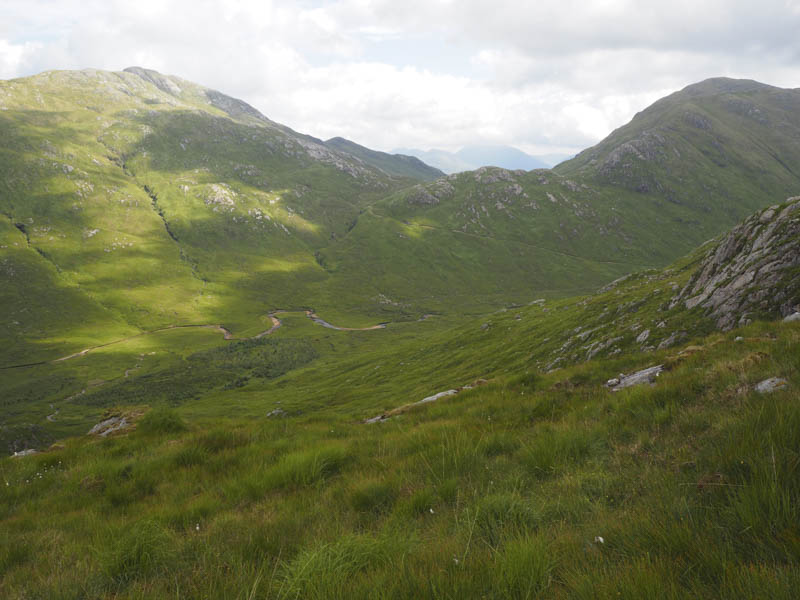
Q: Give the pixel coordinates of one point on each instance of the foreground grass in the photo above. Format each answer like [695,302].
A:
[530,486]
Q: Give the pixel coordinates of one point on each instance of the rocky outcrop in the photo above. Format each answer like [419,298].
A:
[753,271]
[109,426]
[647,375]
[770,385]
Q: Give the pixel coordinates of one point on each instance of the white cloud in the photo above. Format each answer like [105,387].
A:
[550,75]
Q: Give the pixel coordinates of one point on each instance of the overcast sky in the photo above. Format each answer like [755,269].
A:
[544,76]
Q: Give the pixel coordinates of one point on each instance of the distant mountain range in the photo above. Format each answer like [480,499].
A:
[400,165]
[472,157]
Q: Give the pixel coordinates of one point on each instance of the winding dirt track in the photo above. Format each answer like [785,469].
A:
[226,334]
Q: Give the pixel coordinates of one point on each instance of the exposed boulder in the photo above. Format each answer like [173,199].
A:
[647,375]
[753,271]
[770,385]
[26,452]
[109,426]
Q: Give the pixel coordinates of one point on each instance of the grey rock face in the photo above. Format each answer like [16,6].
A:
[770,385]
[752,271]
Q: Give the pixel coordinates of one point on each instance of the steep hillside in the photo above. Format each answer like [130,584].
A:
[718,147]
[506,459]
[400,165]
[136,200]
[145,201]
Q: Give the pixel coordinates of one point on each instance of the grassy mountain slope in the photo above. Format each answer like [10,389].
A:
[718,146]
[158,201]
[264,481]
[395,164]
[161,202]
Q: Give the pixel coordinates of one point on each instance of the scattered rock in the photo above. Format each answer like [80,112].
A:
[647,375]
[26,452]
[672,339]
[771,385]
[109,426]
[752,270]
[426,400]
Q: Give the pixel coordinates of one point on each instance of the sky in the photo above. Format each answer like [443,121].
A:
[545,76]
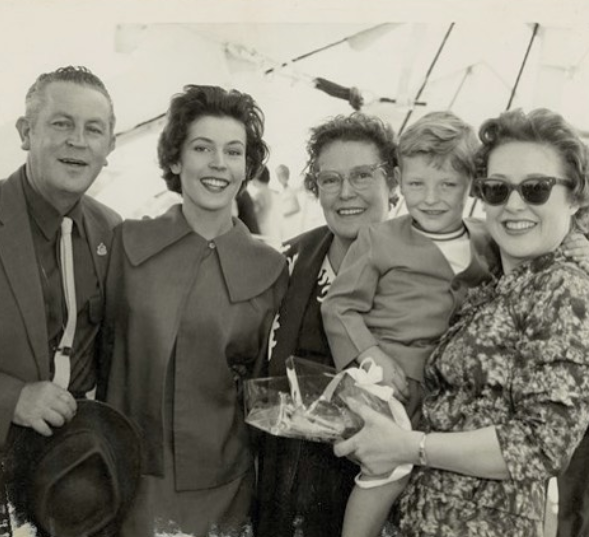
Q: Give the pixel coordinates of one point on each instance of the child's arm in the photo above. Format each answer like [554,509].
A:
[350,296]
[368,508]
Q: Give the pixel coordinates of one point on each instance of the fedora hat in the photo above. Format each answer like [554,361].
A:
[80,481]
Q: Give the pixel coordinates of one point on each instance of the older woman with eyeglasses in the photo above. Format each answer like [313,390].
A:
[508,385]
[303,487]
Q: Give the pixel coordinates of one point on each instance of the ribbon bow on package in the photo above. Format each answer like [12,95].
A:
[311,401]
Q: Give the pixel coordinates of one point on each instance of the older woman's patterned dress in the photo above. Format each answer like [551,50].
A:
[517,358]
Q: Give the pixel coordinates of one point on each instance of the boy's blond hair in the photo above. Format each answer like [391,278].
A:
[441,137]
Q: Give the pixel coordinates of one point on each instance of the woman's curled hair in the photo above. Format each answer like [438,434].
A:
[197,101]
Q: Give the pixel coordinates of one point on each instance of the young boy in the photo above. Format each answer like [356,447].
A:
[402,280]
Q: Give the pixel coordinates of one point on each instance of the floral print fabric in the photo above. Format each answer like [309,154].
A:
[517,358]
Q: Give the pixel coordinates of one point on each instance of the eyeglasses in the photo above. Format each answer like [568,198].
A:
[360,178]
[534,191]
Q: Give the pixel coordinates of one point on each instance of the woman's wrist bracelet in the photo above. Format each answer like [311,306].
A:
[421,451]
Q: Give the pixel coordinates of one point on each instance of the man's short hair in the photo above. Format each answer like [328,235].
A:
[76,75]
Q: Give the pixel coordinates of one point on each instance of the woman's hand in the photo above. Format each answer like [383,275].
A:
[381,445]
[576,246]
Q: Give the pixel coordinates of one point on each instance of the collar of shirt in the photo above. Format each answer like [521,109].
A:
[46,216]
[249,266]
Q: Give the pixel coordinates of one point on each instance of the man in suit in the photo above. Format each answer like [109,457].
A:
[68,132]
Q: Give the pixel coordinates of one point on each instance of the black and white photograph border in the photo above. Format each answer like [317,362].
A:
[303,61]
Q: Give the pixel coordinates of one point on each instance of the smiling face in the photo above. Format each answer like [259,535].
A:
[68,141]
[212,164]
[349,210]
[434,195]
[521,230]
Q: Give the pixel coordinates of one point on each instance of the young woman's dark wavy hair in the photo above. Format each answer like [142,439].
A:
[197,101]
[356,127]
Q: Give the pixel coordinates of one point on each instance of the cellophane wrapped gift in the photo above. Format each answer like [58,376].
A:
[309,403]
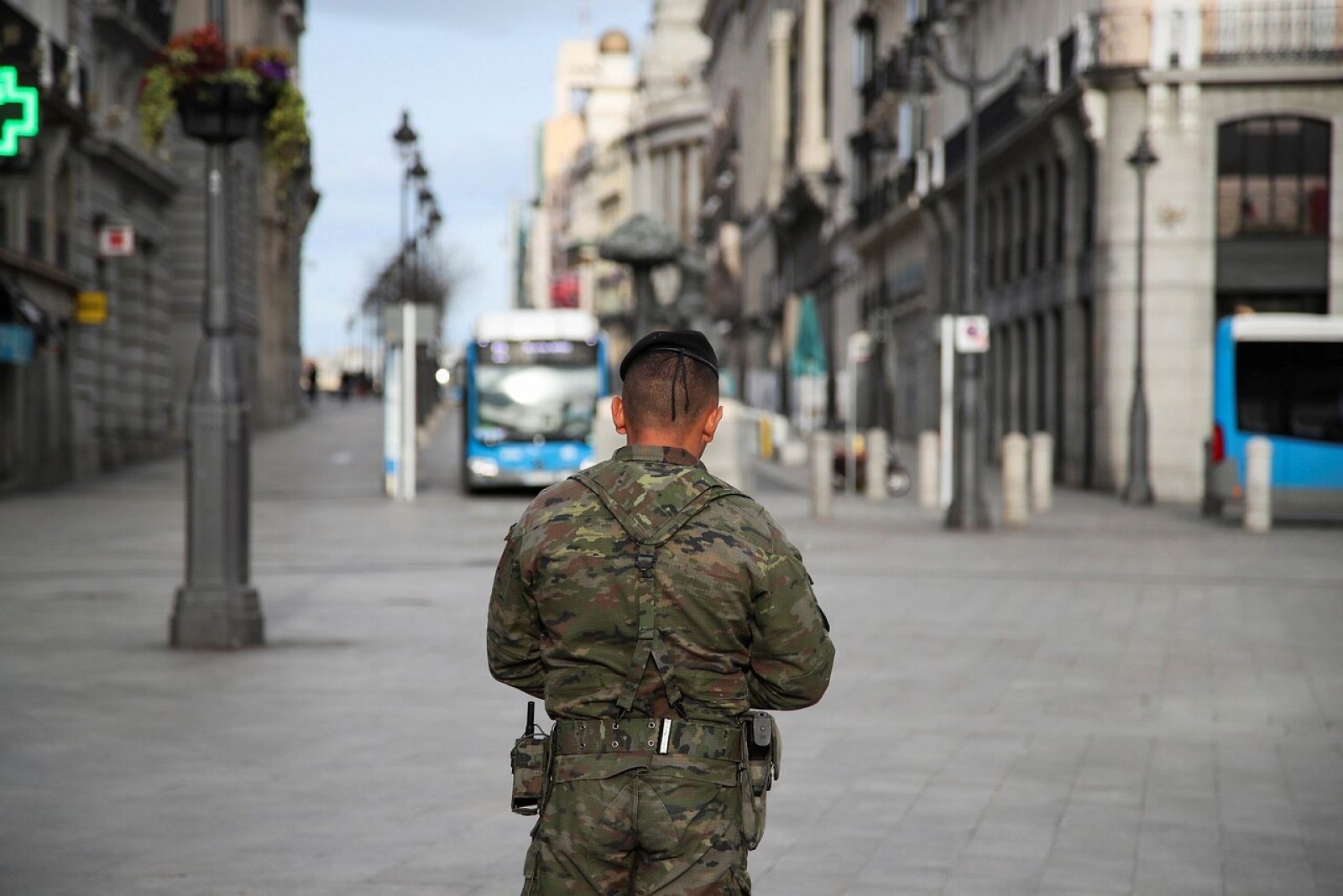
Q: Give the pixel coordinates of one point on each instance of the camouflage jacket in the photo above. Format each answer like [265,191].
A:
[732,607]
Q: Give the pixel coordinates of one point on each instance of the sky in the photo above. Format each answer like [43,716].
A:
[476,76]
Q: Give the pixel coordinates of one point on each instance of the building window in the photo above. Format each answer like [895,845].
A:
[1060,210]
[1273,177]
[1041,214]
[991,243]
[1024,227]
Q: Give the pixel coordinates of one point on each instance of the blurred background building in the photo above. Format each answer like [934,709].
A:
[829,181]
[86,210]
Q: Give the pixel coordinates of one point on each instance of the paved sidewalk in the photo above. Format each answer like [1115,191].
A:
[1114,701]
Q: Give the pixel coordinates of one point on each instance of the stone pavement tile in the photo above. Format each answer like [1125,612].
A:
[974,875]
[1011,841]
[903,871]
[1090,873]
[1266,875]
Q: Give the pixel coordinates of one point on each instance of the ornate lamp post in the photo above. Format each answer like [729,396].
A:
[218,607]
[1138,490]
[969,508]
[644,243]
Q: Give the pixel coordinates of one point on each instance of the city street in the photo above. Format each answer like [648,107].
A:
[1112,701]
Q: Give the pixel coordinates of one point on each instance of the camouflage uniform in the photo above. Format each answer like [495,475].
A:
[729,624]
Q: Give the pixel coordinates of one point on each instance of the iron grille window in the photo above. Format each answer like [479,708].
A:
[1273,177]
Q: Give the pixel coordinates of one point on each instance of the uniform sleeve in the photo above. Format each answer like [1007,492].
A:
[792,654]
[514,632]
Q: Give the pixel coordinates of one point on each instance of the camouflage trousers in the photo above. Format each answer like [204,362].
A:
[640,824]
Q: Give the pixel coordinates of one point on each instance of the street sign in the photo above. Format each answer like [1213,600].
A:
[116,240]
[971,334]
[91,309]
[15,344]
[26,122]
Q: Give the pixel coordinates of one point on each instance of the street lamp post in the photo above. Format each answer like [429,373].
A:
[1138,490]
[969,506]
[217,607]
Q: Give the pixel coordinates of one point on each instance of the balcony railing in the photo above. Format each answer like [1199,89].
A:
[154,16]
[1303,31]
[1262,33]
[886,195]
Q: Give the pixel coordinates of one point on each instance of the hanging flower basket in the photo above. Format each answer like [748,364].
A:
[222,96]
[219,113]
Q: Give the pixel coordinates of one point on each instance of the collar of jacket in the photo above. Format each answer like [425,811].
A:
[657,454]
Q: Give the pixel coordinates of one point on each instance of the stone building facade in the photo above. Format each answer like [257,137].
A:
[1241,102]
[94,398]
[635,147]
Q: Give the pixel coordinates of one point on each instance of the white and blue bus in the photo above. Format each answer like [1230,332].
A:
[1279,376]
[532,380]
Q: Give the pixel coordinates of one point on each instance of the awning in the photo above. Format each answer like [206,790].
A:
[18,309]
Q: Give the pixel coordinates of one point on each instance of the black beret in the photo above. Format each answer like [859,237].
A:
[692,344]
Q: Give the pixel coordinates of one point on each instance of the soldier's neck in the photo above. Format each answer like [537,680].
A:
[661,439]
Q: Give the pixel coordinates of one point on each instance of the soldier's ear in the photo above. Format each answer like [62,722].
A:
[711,425]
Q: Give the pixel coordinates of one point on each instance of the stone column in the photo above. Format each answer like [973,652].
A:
[781,44]
[813,149]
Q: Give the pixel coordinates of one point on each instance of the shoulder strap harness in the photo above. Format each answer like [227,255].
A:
[646,546]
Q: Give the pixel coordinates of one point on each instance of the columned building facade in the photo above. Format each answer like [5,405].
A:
[93,396]
[1241,103]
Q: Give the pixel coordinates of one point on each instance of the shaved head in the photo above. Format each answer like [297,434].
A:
[665,391]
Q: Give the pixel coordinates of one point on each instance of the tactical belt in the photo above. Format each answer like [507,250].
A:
[633,734]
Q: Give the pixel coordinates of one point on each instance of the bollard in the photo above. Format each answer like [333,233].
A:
[1016,499]
[876,467]
[823,475]
[1041,472]
[729,455]
[604,438]
[1259,481]
[928,472]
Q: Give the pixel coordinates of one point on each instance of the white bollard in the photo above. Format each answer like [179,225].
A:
[1259,481]
[876,467]
[1016,499]
[928,472]
[823,475]
[604,438]
[729,456]
[1041,472]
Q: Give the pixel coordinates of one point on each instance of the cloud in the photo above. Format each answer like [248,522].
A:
[489,16]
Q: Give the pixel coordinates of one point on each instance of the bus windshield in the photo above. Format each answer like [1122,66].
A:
[525,393]
[1291,389]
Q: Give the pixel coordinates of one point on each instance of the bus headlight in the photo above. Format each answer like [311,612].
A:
[483,467]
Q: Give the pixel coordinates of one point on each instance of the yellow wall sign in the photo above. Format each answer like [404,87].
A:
[91,307]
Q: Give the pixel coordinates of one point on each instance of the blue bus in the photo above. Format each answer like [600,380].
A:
[1279,376]
[530,384]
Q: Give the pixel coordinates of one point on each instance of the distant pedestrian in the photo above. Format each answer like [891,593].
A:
[311,381]
[657,611]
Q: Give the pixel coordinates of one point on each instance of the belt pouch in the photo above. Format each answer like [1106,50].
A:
[530,761]
[759,770]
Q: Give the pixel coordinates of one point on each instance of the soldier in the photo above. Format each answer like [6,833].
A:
[655,607]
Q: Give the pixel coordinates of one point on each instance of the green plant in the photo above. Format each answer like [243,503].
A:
[201,58]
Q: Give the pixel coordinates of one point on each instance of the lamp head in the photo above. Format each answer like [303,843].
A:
[405,136]
[418,172]
[832,180]
[1031,89]
[1142,157]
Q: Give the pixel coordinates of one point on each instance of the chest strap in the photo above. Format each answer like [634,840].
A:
[651,644]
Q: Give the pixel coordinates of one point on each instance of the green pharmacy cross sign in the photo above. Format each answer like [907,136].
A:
[26,125]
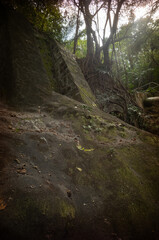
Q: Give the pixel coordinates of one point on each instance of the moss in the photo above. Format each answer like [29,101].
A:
[87,96]
[47,60]
[66,210]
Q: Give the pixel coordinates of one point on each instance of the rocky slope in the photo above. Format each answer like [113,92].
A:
[68,170]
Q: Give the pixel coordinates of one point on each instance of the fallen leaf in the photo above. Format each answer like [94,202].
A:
[21,171]
[79,169]
[2,205]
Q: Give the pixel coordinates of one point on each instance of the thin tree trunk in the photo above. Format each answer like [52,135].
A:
[76,34]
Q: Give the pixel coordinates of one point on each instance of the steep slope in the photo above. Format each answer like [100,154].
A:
[72,172]
[67,170]
[32,65]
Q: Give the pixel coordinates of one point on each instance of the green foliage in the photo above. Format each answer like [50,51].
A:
[81,49]
[137,55]
[45,15]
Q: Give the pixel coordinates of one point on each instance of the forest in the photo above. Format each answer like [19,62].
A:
[79,119]
[115,42]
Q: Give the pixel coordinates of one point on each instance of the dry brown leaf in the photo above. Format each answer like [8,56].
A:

= = = =

Write out each line exactly, beginning at the one with "answer like [19,62]." and ending at the final line of the records above, with nothing added.

Q: Give the pixel coordinates of one point on each instance of the forest in the photo above. Format each answer like [19,62].
A:
[79,119]
[115,42]
Q: Give the pixel coordinates of one point on each instance of the dry brown leaf in the photo above. Format each answer like [8,56].
A:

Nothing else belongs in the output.